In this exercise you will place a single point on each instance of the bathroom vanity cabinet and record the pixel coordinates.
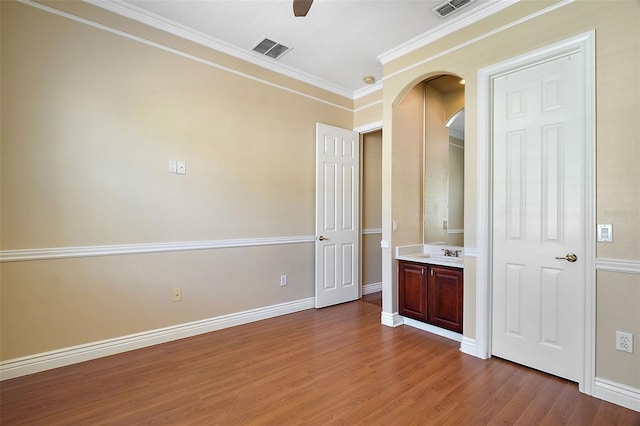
(431, 293)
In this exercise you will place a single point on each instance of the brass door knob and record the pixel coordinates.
(569, 257)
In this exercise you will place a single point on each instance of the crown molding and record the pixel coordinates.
(163, 24)
(463, 20)
(360, 93)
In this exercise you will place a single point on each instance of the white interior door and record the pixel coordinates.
(538, 215)
(337, 215)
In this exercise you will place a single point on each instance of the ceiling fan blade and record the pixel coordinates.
(301, 7)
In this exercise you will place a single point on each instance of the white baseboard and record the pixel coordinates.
(617, 393)
(432, 329)
(371, 288)
(468, 346)
(58, 358)
(391, 320)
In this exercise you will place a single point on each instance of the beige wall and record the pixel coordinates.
(372, 207)
(618, 147)
(90, 120)
(436, 166)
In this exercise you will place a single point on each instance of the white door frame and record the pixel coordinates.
(586, 44)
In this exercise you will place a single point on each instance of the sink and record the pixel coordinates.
(441, 258)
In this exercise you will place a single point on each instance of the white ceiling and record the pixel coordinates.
(333, 47)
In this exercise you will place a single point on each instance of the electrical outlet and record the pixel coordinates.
(624, 341)
(177, 294)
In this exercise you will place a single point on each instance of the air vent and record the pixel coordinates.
(270, 48)
(447, 8)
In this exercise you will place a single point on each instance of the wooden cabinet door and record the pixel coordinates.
(412, 290)
(444, 295)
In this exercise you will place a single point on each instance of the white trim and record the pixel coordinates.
(391, 320)
(477, 39)
(432, 329)
(618, 265)
(585, 43)
(185, 55)
(452, 26)
(468, 346)
(617, 393)
(156, 21)
(371, 231)
(58, 358)
(371, 288)
(369, 105)
(457, 135)
(111, 250)
(370, 127)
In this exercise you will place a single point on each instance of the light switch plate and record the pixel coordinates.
(182, 167)
(605, 233)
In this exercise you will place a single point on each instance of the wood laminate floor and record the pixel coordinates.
(336, 365)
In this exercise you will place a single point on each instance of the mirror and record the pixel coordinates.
(443, 215)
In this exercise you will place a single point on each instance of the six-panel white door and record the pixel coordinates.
(538, 215)
(337, 215)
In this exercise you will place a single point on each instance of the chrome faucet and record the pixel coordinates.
(451, 253)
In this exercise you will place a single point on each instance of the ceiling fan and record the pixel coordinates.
(301, 7)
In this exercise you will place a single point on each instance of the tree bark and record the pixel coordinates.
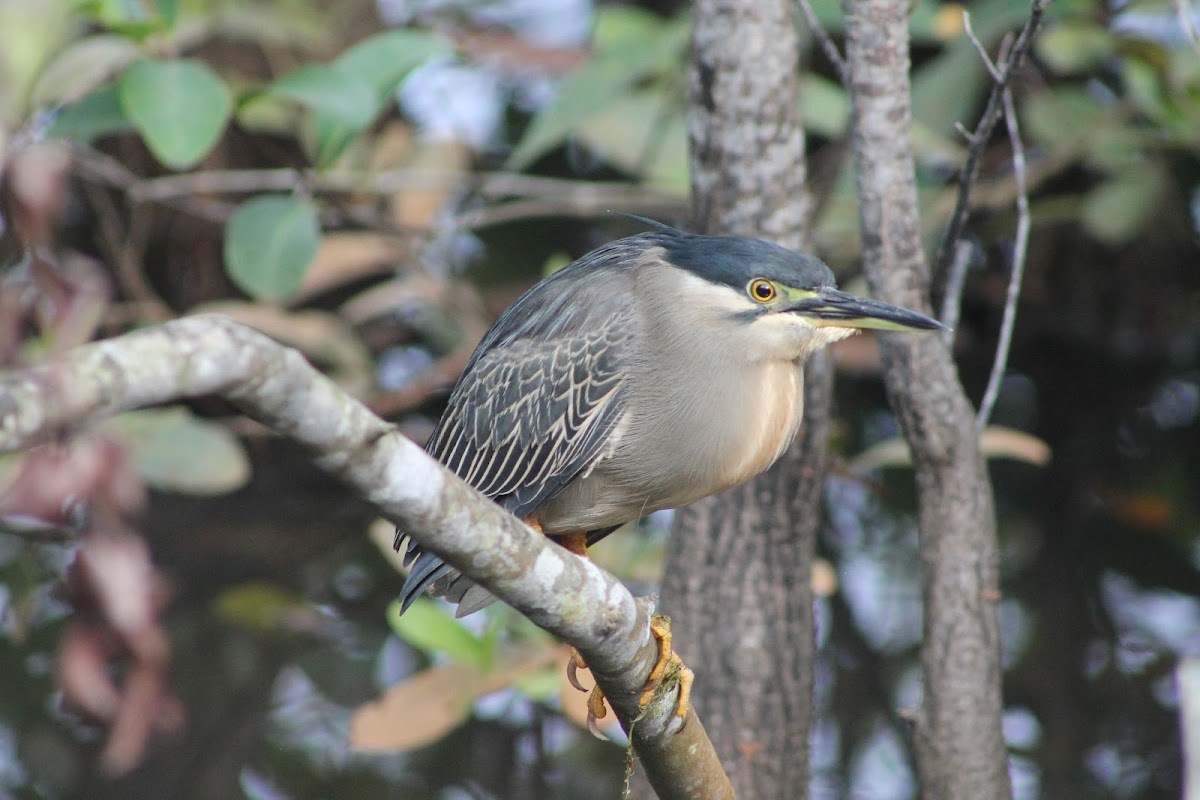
..........
Every line from the one containing "plate and record the pixel coordinates." through the last line of the data is to be retyped exactly, with nothing added and no pictures included.

> **Task solution**:
In this exercise you will place a single point on each instance of the light switch plate and record the pixel coordinates.
(182, 167)
(605, 233)
In this exercise you will place a single point on each instance of the wood laminate floor and record the pixel coordinates.
(336, 365)
In this exercise you will place a single point on each instance of the mirror and record the pixel coordinates.
(443, 215)
In this exercise you will place a single point on each instance of the six-panel white door and record the pixel coordinates.
(538, 215)
(337, 215)
In this exercise you will place a single point on each instance of the chrome faucet and record the pixel coordinates.
(451, 253)
In this exercise you will place a single point on each instance of the ceiling fan and record the pixel coordinates.
(301, 7)
In this exercise you will place a single point on each instance of the tree bark and record the pixel coordinates.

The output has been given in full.